▶ **Directive**: Locate the line that contains "find the rocky". Reproduce it and all following lines up to the end of the material, exactly and with nothing added.

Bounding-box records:
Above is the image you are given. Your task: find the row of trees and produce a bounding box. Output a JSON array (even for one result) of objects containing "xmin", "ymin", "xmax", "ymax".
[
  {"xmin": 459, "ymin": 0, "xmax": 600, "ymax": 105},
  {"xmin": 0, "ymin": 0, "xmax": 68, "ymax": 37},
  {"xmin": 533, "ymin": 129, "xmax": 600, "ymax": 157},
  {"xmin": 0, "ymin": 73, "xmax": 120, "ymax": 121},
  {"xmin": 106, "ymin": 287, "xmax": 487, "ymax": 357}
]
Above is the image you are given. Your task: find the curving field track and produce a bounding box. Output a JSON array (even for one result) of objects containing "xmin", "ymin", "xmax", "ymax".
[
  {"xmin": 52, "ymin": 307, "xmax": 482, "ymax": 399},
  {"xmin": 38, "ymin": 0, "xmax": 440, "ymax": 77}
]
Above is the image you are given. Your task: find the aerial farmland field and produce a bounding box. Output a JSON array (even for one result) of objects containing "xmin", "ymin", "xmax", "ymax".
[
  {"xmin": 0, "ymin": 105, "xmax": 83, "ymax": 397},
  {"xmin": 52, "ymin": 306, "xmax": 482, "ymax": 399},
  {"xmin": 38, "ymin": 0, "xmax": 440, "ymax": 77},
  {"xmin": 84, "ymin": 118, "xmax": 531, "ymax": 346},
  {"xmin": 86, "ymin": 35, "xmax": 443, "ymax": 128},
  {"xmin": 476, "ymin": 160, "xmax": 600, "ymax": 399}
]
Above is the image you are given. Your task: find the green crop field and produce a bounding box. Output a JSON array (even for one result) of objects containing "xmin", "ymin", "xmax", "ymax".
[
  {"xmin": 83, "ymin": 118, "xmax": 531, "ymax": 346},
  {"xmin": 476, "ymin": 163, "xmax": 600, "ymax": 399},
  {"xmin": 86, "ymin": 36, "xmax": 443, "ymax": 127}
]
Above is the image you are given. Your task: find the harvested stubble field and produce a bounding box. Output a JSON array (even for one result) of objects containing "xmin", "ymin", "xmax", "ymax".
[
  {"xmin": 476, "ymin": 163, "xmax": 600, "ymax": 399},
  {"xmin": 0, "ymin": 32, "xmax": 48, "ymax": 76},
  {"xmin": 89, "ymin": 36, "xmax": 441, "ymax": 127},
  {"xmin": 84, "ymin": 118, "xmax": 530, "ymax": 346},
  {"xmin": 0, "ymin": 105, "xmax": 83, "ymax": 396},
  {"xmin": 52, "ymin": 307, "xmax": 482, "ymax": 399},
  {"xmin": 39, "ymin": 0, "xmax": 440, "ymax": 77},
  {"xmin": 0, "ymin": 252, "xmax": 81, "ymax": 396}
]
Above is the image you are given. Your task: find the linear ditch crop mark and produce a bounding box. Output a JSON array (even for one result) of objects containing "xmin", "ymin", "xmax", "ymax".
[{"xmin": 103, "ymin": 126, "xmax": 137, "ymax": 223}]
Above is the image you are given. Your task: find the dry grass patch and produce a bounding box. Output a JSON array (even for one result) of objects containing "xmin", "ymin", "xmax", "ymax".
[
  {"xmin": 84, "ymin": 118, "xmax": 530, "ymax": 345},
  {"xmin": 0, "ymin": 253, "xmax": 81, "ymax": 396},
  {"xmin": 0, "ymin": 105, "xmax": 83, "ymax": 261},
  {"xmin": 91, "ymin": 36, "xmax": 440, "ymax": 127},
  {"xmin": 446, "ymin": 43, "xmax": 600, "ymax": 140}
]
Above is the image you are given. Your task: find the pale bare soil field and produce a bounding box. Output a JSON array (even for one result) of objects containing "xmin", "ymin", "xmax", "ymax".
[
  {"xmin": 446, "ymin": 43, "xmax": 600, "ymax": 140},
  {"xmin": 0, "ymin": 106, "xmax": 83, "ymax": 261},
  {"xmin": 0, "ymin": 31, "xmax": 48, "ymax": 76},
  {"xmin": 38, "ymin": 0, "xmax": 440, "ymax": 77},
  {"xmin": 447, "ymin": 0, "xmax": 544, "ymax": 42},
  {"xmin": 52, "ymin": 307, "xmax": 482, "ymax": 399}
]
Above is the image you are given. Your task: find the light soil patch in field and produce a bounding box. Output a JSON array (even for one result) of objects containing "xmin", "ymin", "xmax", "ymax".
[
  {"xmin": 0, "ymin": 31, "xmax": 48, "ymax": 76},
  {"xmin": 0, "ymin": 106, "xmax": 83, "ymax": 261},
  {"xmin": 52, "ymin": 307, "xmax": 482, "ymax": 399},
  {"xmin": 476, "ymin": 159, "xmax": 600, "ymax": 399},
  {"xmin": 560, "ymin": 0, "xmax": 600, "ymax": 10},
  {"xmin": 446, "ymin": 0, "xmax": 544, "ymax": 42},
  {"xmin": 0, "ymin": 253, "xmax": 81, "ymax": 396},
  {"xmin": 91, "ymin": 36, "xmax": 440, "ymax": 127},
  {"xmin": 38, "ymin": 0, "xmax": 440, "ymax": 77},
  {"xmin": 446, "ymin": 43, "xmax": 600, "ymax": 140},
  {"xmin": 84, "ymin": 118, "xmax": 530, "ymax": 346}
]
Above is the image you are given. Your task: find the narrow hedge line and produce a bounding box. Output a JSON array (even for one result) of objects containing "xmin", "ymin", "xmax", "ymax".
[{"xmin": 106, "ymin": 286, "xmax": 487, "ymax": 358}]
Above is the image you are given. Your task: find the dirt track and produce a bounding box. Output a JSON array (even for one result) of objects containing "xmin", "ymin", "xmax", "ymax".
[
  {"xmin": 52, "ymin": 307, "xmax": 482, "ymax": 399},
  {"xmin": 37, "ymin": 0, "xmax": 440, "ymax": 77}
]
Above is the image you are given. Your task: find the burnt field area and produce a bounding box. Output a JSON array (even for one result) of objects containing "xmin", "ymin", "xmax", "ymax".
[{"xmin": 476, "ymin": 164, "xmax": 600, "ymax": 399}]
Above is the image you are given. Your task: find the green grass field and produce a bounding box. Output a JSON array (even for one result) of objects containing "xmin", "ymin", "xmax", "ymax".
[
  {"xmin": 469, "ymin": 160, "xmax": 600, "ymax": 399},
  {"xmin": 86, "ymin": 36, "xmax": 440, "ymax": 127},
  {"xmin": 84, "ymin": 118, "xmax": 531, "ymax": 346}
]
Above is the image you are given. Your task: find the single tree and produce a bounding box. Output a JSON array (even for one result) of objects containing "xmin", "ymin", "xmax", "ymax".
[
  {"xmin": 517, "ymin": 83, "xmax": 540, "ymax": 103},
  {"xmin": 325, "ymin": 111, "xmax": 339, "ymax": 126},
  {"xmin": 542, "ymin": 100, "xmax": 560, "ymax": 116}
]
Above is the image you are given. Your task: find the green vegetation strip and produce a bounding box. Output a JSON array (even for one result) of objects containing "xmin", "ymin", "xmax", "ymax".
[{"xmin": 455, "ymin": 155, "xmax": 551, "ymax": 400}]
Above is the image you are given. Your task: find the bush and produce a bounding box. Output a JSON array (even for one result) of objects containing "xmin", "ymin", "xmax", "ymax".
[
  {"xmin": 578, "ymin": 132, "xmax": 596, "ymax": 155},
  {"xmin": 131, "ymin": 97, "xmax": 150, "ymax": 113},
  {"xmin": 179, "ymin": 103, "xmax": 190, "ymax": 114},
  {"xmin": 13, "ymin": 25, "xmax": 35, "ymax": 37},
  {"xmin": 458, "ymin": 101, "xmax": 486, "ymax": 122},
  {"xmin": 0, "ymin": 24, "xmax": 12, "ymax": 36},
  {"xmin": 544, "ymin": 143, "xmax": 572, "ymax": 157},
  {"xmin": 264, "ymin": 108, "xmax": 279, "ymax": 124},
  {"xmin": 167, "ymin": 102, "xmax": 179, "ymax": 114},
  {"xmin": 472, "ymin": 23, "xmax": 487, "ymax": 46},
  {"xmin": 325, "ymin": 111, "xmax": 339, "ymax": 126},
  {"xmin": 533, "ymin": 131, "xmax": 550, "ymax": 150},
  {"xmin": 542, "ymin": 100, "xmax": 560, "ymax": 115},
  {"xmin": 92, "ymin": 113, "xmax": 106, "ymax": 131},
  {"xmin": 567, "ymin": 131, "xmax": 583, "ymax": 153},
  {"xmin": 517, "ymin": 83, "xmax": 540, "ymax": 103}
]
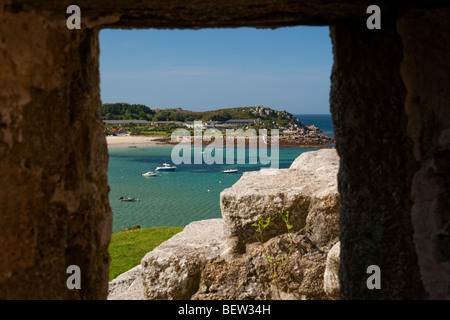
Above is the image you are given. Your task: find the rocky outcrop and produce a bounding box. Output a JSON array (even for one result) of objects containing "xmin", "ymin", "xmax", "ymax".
[
  {"xmin": 130, "ymin": 149, "xmax": 340, "ymax": 300},
  {"xmin": 108, "ymin": 264, "xmax": 144, "ymax": 300},
  {"xmin": 220, "ymin": 149, "xmax": 339, "ymax": 252}
]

▶ **Task output**:
Above is the image you are given. Your task: find the rocky outcrop and produce a bounding box. Output a JSON array (even for one result) of objects containing "xmin", "ymin", "xmax", "ymax".
[
  {"xmin": 130, "ymin": 149, "xmax": 340, "ymax": 300},
  {"xmin": 108, "ymin": 264, "xmax": 144, "ymax": 300},
  {"xmin": 220, "ymin": 149, "xmax": 339, "ymax": 252}
]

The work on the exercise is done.